_Exercise aim_. Copy out all of the data below word for word, leaving out the pictures.
------------------------------------------------------------
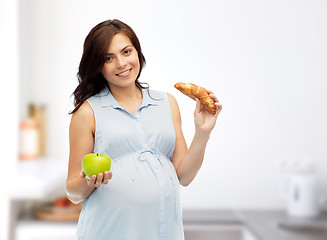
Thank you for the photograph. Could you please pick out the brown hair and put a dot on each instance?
(89, 75)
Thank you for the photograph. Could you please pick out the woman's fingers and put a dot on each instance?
(102, 178)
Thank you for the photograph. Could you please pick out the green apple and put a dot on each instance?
(95, 163)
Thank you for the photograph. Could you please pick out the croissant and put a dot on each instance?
(193, 91)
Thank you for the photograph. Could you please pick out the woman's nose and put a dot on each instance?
(120, 63)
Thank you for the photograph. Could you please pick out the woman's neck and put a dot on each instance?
(127, 94)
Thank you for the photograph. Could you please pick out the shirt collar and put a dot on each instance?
(108, 100)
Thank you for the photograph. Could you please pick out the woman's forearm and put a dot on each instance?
(191, 163)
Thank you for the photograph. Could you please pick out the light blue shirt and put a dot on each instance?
(142, 200)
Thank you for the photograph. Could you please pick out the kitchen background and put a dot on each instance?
(265, 60)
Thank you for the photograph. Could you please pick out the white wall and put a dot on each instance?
(265, 60)
(9, 105)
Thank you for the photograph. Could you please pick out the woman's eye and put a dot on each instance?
(127, 51)
(108, 59)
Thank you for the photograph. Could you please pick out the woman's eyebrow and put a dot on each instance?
(121, 50)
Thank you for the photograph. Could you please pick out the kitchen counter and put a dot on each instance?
(264, 225)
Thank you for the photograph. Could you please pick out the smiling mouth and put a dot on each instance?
(124, 74)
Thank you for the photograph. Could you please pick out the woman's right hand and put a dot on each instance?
(97, 181)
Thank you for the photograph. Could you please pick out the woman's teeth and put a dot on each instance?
(124, 73)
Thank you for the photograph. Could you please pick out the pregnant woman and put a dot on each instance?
(140, 129)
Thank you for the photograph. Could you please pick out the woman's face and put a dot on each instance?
(122, 63)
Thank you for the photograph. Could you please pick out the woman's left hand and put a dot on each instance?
(204, 120)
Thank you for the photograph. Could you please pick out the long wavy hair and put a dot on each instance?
(89, 75)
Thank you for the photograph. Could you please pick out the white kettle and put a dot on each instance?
(302, 195)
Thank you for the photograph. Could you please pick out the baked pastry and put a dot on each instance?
(193, 91)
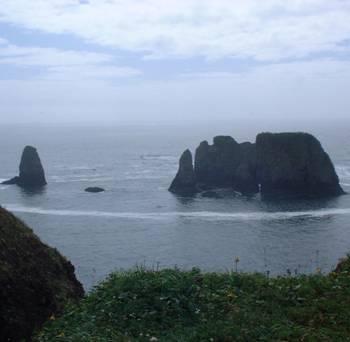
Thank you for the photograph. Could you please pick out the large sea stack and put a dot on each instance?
(185, 181)
(294, 164)
(35, 280)
(31, 171)
(284, 165)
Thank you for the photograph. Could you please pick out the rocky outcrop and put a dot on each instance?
(31, 171)
(286, 164)
(215, 165)
(94, 189)
(35, 280)
(185, 180)
(294, 164)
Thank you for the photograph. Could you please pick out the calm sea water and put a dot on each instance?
(137, 221)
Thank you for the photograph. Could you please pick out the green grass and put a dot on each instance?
(175, 305)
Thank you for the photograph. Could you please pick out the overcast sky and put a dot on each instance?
(169, 60)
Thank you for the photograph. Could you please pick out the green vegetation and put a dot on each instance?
(174, 305)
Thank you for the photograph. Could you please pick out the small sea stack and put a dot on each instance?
(94, 189)
(185, 180)
(31, 171)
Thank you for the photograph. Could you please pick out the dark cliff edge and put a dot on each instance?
(185, 180)
(276, 165)
(31, 171)
(35, 280)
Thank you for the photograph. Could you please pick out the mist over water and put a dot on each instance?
(138, 221)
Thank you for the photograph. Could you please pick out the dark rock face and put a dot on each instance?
(245, 180)
(31, 172)
(185, 180)
(285, 164)
(94, 189)
(216, 164)
(35, 280)
(294, 164)
(226, 164)
(11, 181)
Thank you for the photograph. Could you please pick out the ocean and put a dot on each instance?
(138, 222)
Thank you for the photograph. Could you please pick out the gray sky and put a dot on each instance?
(170, 60)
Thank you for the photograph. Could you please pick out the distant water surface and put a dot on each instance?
(137, 221)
------------------------------------------------------------
_Answer to the task_.
Thank you for the photograph. Could you please pick out the brown hair and put a dot on each instance?
(89, 75)
Thank you for the photograph. Could you please pick out the woman's fingers and put a dot on each instance?
(102, 178)
Thank you for the photograph. Could you please pick out the green apple and put a dot on each instance?
(95, 163)
Thank you for the photograph. Could you please pick out the croissant and put a dot on each instance?
(193, 91)
Thank you for the photograph. Could you please pick out the woman's nose and put a dot on each instance?
(120, 63)
Thank you for the photograph. Could you please pick out the woman's neck and put a dot on each instance?
(127, 94)
Thank you for the photograph. Could you please pick out the shirt collar and put a dot on each instance?
(108, 100)
Thank you for the photograph. Could you please pick out the woman's forearm and put a dot on each instance?
(191, 163)
Thank you for the photograph. Could you please pick out the light blue shirt and put a dot on each instance?
(142, 200)
Thank you for the photograph. Could you please pick out the kitchen background and put a dot on each instance?
(265, 60)
Thank you for the photograph. Could you please pick out the white wall and put a dot on each instance?
(265, 60)
(9, 105)
Thank you for the photograph. Could you please pick out the woman's eye and put a dot on each instance?
(127, 51)
(108, 59)
Thank you for the photograph. Could you please pick out the woman's eyebrow and put a dot on each instance?
(121, 50)
Thank you for the photograph. Could you please pick out the kitchen counter and put a dot on each instance?
(264, 225)
Thank you for the photograph. Could you please pick out the smiling mouth and put a dot on each instance?
(124, 74)
Thank you for the photograph. Could you please pick out the woman's right hand and put a dot on each instance?
(97, 181)
Thank you for the photograph. Could you please pick out the woman's teeth and put a dot on each instance?
(124, 73)
Thank you for the photograph. Could you please pick out the pregnant woman and put a dot on each instance?
(140, 129)
Thank you for the photograph. Could you please pick out the woman's face and put a dot on each instance?
(122, 63)
Thank you for the photograph. Could you please pick out the woman's left hand and put a dot on each instance?
(204, 120)
Thank you for the photograph. Could you please pick out the long wavy hair and put a dot on each instance?
(89, 75)
Thank you for the photograph. Could you please pick out the white kettle and put a dot on each instance?
(302, 195)
Thank you for the photograph. Could you please pick out the baked pastry and put a dot on each instance?
(193, 91)
Thank you for the photograph. Could you please pick out the large sea stack and put a dot on each instance?
(185, 181)
(294, 164)
(35, 280)
(31, 171)
(284, 165)
Thank you for the photograph. Could you please pick out the rocky outcrop and put a dot on each instance?
(31, 171)
(286, 164)
(215, 165)
(94, 189)
(35, 280)
(185, 180)
(294, 164)
Thank you for the photograph. Could you please pick out the calm sea water and put a dot on each instance?
(137, 221)
Thank you for the photograph. Could you please pick out the green grass and put a dot on each instance?
(175, 305)
Thank you for the photograph. Could you please pick out the overcast sky and put a dot on each instance?
(169, 60)
Thank you for the photograph. Could you please pick out the green vegetation and put a dot on each instance?
(174, 305)
Thank you for the photograph. Could you please pick out the small sea stack and put a dot on each instance?
(94, 189)
(185, 180)
(31, 171)
Thank you for the photograph. Could you please pick out the dark cliff edge and put a dot on each instance?
(185, 180)
(276, 165)
(31, 171)
(35, 280)
Thank you for the photograph. Could you please pick out the mist over water and put a dot on each instance?
(138, 221)
Thank you for the photograph. Could you please pick out the dark rock face and put a dot on each instance?
(245, 180)
(31, 172)
(185, 180)
(285, 164)
(94, 189)
(216, 164)
(35, 280)
(294, 164)
(226, 164)
(11, 181)
Thank you for the photograph. Could you please pick out the ocean and put a dot on each instance?
(138, 222)
Thank you for the photograph. Could you please pick out the gray sky and put a dot on each instance?
(170, 60)
Thank you for the photograph. Could you please pick out the distant water surface and put a dot on each instance?
(137, 221)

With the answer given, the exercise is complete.